-- start of Supplied entries --

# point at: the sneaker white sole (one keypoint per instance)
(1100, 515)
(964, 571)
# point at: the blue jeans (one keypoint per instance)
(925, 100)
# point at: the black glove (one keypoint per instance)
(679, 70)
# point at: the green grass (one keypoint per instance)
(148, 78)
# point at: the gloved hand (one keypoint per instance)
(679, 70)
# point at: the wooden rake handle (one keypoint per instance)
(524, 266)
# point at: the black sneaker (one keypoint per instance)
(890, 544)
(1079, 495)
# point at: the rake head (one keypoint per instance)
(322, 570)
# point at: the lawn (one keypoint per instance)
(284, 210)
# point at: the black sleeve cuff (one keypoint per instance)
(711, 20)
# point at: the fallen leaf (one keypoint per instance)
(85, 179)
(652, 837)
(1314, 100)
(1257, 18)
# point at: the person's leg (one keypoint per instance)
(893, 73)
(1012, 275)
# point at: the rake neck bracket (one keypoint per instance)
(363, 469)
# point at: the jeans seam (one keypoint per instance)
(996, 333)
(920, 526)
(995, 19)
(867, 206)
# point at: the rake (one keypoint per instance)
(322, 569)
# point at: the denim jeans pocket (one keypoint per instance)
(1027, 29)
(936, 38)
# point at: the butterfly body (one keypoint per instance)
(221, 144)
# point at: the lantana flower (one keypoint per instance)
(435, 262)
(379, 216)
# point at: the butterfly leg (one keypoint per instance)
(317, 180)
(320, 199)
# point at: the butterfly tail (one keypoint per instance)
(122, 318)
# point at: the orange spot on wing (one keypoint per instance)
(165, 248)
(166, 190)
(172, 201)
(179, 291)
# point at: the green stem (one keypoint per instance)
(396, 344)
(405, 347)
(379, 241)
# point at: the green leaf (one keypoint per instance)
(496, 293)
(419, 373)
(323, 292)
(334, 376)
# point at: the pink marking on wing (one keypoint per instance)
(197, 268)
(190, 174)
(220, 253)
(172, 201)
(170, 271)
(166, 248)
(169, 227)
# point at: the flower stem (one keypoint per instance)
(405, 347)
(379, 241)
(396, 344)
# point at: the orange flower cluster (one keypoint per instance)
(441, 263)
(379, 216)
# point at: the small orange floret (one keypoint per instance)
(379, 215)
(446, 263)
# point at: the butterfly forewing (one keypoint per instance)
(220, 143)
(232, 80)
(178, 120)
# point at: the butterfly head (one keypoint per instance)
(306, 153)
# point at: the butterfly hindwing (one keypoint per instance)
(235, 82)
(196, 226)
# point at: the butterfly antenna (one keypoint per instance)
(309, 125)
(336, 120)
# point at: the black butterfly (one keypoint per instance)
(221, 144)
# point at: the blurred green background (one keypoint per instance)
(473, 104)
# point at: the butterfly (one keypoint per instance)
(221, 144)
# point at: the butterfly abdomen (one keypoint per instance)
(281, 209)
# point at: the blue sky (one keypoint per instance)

-- end of Supplied entries --

Objective:
Recast the lines above as a JSON list of strings, one string per line, leaving out any blank lines.

Written response:
[
  "# point at: the sneaker white sole (one keypoint per instance)",
  "(1100, 515)",
  "(964, 571)",
  "# point at: the blue jeans (one keypoint per instance)",
  "(925, 100)",
  "# point at: the black glove (one keypoint per instance)",
  "(679, 70)",
  "# point at: the green grass (one keypoint per instance)",
  "(148, 78)",
  "# point at: the gloved hand (one keypoint per instance)",
  "(679, 70)",
  "# point at: the wooden rake handle (one keypoint per instance)",
  "(524, 266)",
  "# point at: the black sneaker (one keypoint per instance)",
  "(890, 544)",
  "(1079, 495)",
  "# point at: the rake head (one keypoint per instance)",
  "(322, 570)",
  "# point at: the lawn (one keypoint per instance)",
  "(284, 210)",
  "# point at: the black sleeve cuff (one keypoint per instance)",
  "(711, 20)",
  "# point at: the fallen leaf (one keypoint per instance)",
  "(85, 179)",
  "(652, 837)",
  "(1314, 100)",
  "(1257, 18)",
  "# point at: the person's leg (one keypoint per instance)",
  "(893, 73)",
  "(1012, 275)",
  "# point at: the rake neck bracket (one keypoint per instance)",
  "(363, 469)",
  "# point at: the jeans seam (one keypoint per instance)",
  "(996, 333)",
  "(920, 526)",
  "(995, 19)",
  "(867, 206)",
  "# point at: the rake (one keypoint per instance)",
  "(322, 569)",
  "# point at: the denim jeans pocket (one keypoint per instance)",
  "(1027, 29)",
  "(936, 38)",
  "# point at: the butterfly body (one keypoint per instance)",
  "(221, 144)",
  "# point at: the lantana flower (one keypoint per instance)",
  "(435, 262)",
  "(379, 216)",
  "# point at: the butterfly leg (one keypoint per instance)",
  "(317, 180)",
  "(320, 199)",
  "# point at: the butterfly tail (one keypoint per instance)",
  "(122, 318)",
  "# point at: the orange spot on wing (one keypoint per instance)",
  "(165, 248)",
  "(166, 190)",
  "(172, 201)",
  "(179, 291)",
  "# point at: the green stem (one keypoint per instance)",
  "(396, 344)",
  "(405, 347)",
  "(379, 241)",
  "# point at: the green leaf (one keypoint per instance)",
  "(496, 293)",
  "(419, 373)",
  "(323, 292)",
  "(334, 376)",
  "# point at: the pink marking on wing (one keypoint per instance)",
  "(197, 268)",
  "(190, 174)",
  "(220, 253)",
  "(172, 201)",
  "(170, 271)",
  "(166, 248)",
  "(169, 227)",
  "# point at: the flower stem (one keypoint per instance)",
  "(405, 347)",
  "(379, 241)",
  "(396, 344)",
  "# point at: the orange flower cluster (one keypoint per instance)",
  "(441, 263)",
  "(379, 216)",
  "# point at: the small orange floret (one keypoint per instance)",
  "(379, 215)",
  "(446, 263)",
  "# point at: the butterfly forewing (one keypoint per instance)",
  "(220, 143)",
  "(232, 80)",
  "(178, 120)",
  "# point at: the butterfly head (one keypoint per instance)",
  "(306, 153)",
  "# point at: the butterfly hindwing (one keypoint per instance)",
  "(235, 82)",
  "(196, 226)",
  "# point at: the butterfly antenna (one keypoint per instance)",
  "(309, 125)",
  "(336, 120)",
  "# point at: the black butterfly (one keypoint per instance)",
  "(221, 144)",
  "# point at: the blurred green background (one keypoint per instance)",
  "(473, 104)",
  "# point at: the butterfly (one keypoint per instance)",
  "(221, 144)",
  "# point at: the butterfly abdomen (one keypoint per instance)",
  "(281, 209)",
  "# point at: the blue sky (one keypoint per instance)"
]